TASK DIRECTIONS: The answer should consist of each line below that contains the word "visible".

==== SOURCE DATA ====

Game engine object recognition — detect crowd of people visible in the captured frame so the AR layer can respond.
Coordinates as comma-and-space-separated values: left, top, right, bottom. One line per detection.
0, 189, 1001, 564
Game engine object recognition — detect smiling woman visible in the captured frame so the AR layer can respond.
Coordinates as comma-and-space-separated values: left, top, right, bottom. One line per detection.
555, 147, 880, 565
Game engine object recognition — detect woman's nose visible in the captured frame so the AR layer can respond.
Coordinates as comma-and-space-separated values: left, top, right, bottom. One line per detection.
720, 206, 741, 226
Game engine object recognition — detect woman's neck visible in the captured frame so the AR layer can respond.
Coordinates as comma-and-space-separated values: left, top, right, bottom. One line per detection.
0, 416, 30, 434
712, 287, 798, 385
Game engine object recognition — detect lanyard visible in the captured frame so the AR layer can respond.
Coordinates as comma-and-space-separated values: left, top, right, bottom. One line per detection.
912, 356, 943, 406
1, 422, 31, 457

====

SOLUTION TO THIS PROBLEM:
Game engine object recognition — detect crowd of people visible in the captured frame so the AR layer can respond.
Game engine object recognition — detect smiling woman visible in the captured frame so the AR layer can respond.
Game engine object recognition — detect woman's nose visible in the captured frame so the AR layer can respond.
Game engine object recognition — detect woman's neck visible in the captured frame so the AR layer can respond.
Game engine object recognition — detect lanyard visible in the captured frame so the AR layer can respond.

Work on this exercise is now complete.